TASK REQUIREMENTS:
Substitute "woven texture" for "knitted texture" everywhere in the listing below, keep every other word unchanged, and leave the pictures out of your answer.
* start EXERCISE INPUT *
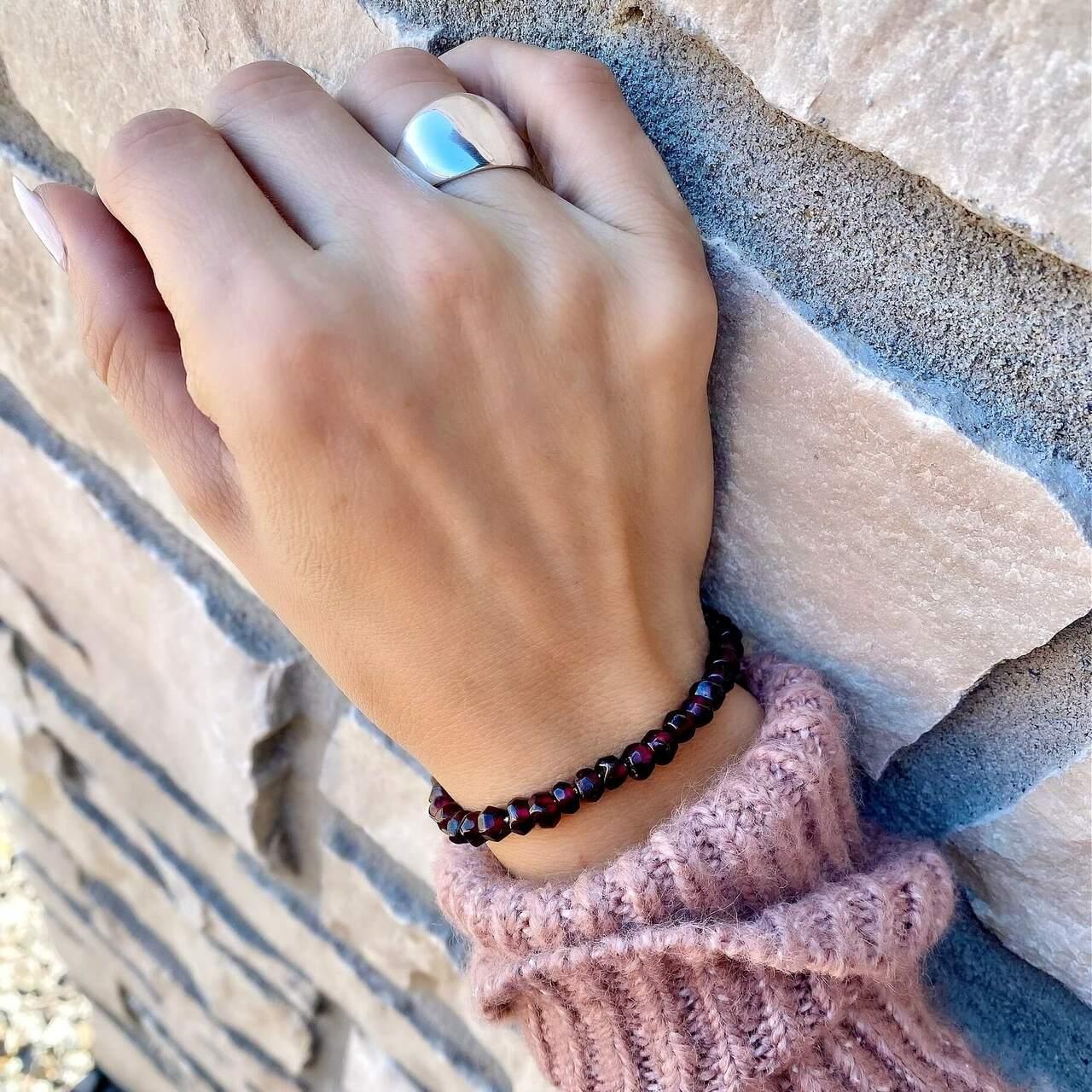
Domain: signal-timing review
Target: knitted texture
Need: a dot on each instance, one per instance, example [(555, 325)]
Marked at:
[(758, 940)]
* end EXERCISE INPUT *
RESULT FOR THIS TASK:
Domain: signal-timing review
Target: woven texture
Need: a dot on each instance, one per instance, example [(555, 325)]
Marked at:
[(758, 940)]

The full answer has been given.